» Supplied material:
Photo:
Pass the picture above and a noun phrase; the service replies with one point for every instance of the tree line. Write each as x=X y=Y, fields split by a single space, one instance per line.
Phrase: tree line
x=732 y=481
--
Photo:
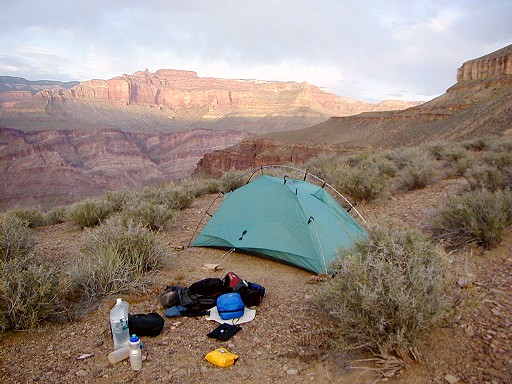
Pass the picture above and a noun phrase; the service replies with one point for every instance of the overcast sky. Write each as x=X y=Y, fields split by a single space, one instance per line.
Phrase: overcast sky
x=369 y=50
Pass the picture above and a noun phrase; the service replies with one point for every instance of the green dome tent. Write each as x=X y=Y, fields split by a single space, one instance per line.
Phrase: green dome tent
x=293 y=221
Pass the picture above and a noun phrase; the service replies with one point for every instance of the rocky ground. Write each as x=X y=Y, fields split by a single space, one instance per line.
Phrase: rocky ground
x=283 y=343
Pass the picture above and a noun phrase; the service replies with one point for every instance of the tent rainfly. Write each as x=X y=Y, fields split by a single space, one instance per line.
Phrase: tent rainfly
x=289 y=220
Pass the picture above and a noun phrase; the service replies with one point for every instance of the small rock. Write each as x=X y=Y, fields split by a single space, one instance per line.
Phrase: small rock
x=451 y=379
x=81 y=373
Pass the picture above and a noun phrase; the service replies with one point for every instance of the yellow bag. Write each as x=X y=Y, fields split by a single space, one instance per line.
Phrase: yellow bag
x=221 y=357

» Stated problem:
Rescale the material from the line with "of the tent" through the line with "x=221 y=357", both included. Write out only those lines again, requests and all, with every x and y coordinate in the answers multiplied by 1.6 and rounded to a whole number, halves rounding up.

» Problem solution:
Pass the picture above and a noun phrase; the service replies with one point for every instance of the tent rainfly. Write each as x=X y=Y, fields split by a single space, one instance per line.
Phrase: tent rainfly
x=462 y=352
Pass the picture above and a noun phrase; the service replies with one point for every instance of the small rock. Write each as x=X y=Y, fields split by a single space, one instance per line.
Phrase: small rock
x=722 y=606
x=130 y=597
Pass the picture above and a noun phrase; the service replies with one point for every instance of the yellow bag. Write each as x=X y=Y, fields split by a single space, one instance per line.
Phrase: yellow bag
x=354 y=571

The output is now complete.